Tarefas do exercício:
1. Reescreva o texto selecionado de "Mas há um homem" a "de lixo humano.", trocando "oncologista" por "cardiologista".
2. Responda, com base no texto selecionado:
(a) Segundo o texto, o que o poeta nos ensinou?
(b) Quais atividades o texto atribui a Antônio Drauzio Varella?
(c) Qual é o nome da pessoa que recebeu o abraço?

Amar ao próximo como a ti mesmo.

O poeta nos ensinou que "nenhum homem é uma ilha". Em verdade, há em nós uma necessidade premente de interação social, e assim formamos família, estabelecemos amizades, trocamos afeto e somos capazes de construir microcosmos em lugares remotos.

Penitenciárias são ilhas construídas pelo homem para isolar o próprio homem. No cárcere, todo tipo de sentimento germina e prolifera como erva daninha.

Alguns dizem que aqui fora, a sociedade liberta vive em estado de praga biológica, incapaz de reconhecer que não faz mais do que reproduzir condutas totalmente desprovidas de discernimento. E os poucos que se dizem despertos, desenvolvem universos paralelos que, na maioria das vezes, acaba por isola-los ainda mais da multidão de almas zumbis que perambula pela vida sem se dar conta de que está apenas sobrevivendo.

Mas há um homem que nos tem provado por muito anos ser alguém fora da curva. Alguém que escolhe diariamente estar desperto para escutar e compreender o que se passa nas ilhas que o homem constrói como forma de contenção de tudo o que é feio, transgressor, inapropriado, violento e indigno.

Seu nome é Antônio Drauzio Varella. Um médico oncologista, cientista e escritor brasileiro, que nesta semana comoveu milhares de almas zumbis ao oferecer um abraço a outro ser-humano que se encontra em estado de isolamento físico, social e afetivo. Seu nome é Suzy, mas a maioria de nós não se importaria em chamá-la de lixo humano.

Material fornecido:
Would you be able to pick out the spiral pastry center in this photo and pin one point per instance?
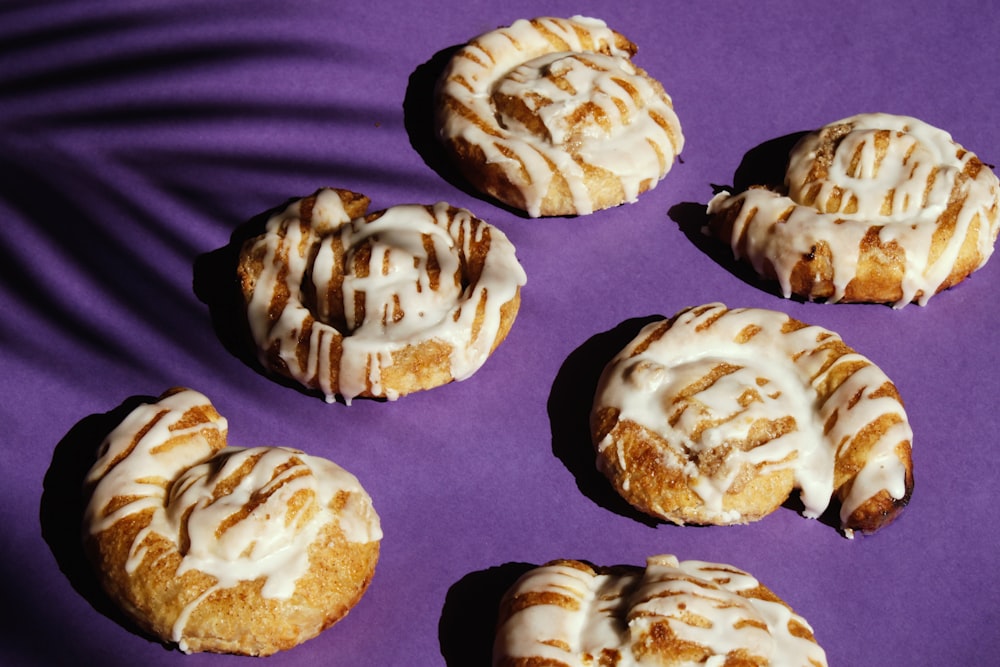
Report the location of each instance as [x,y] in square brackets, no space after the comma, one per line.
[242,505]
[397,279]
[564,98]
[875,173]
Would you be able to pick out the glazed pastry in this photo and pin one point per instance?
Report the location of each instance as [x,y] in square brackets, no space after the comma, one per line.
[715,416]
[551,116]
[568,613]
[380,304]
[224,549]
[876,208]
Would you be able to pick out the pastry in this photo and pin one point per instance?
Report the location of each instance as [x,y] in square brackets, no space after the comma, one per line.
[224,549]
[715,416]
[380,304]
[670,614]
[550,116]
[875,208]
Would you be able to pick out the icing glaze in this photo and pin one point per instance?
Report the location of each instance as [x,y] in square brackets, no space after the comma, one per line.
[771,370]
[237,514]
[555,96]
[899,176]
[379,284]
[567,614]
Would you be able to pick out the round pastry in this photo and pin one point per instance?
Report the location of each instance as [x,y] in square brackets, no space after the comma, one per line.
[716,416]
[876,208]
[224,549]
[669,614]
[377,305]
[551,116]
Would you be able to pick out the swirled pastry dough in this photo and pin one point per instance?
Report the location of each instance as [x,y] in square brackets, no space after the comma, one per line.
[568,613]
[715,416]
[219,548]
[877,208]
[551,116]
[380,304]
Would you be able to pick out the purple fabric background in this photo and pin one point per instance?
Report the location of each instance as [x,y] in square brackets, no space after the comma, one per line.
[137,138]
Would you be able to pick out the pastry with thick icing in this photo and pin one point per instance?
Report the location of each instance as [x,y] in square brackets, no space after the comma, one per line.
[550,116]
[568,613]
[875,208]
[717,415]
[224,549]
[379,304]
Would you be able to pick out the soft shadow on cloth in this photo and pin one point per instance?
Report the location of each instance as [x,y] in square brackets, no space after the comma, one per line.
[468,620]
[762,165]
[61,517]
[569,406]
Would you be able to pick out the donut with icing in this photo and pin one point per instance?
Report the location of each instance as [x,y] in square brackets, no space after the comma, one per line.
[379,304]
[550,116]
[875,208]
[668,614]
[223,549]
[717,415]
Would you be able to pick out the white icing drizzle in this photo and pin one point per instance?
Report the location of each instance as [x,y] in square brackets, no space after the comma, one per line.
[781,370]
[160,459]
[394,302]
[594,109]
[609,617]
[904,194]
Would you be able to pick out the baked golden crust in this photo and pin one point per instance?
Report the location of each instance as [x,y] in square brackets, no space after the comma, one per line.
[875,208]
[550,116]
[377,304]
[716,416]
[220,549]
[671,612]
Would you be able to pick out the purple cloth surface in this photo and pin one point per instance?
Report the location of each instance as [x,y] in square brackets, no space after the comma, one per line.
[137,138]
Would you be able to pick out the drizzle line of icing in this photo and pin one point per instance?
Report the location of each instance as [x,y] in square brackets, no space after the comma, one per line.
[588,109]
[781,368]
[165,459]
[903,193]
[571,616]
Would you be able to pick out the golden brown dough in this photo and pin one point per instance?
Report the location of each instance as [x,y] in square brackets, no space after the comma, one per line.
[876,208]
[669,614]
[223,549]
[550,116]
[717,415]
[377,304]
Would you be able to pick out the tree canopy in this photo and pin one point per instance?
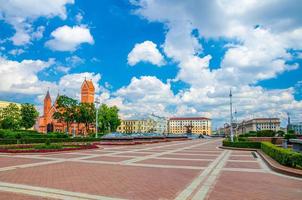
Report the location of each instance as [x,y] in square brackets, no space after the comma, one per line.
[29,115]
[108,118]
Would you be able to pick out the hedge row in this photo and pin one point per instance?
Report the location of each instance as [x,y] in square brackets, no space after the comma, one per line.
[242,144]
[51,140]
[285,157]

Respostas por tarefa:
1.
Mas há um homem que nos tem provado por muito anos ser alguém fora da curva. Alguém que escolhe diariamente estar desperto para escutar e compreender o que se passa nas ilhas que o homem constrói como forma de contenção de tudo o que é feio, transgressor, inapropriado, violento e indigno.

Seu nome é Antônio Drauzio Varella. Um médico cardiologista, cientista e escritor brasileiro, que nesta semana comoveu milhares de almas zumbis ao oferecer um abraço a outro ser-humano que se encontra em estado de isolamento físico, social e afetivo. Seu nome é Suzy, mas a maioria de nós não se importaria em chamá-la de lixo humano.

2.
(a) Que "nenhum homem é uma ilha".
(b) Médico oncologista, cientista e escritor brasileiro.
(c) Suzy.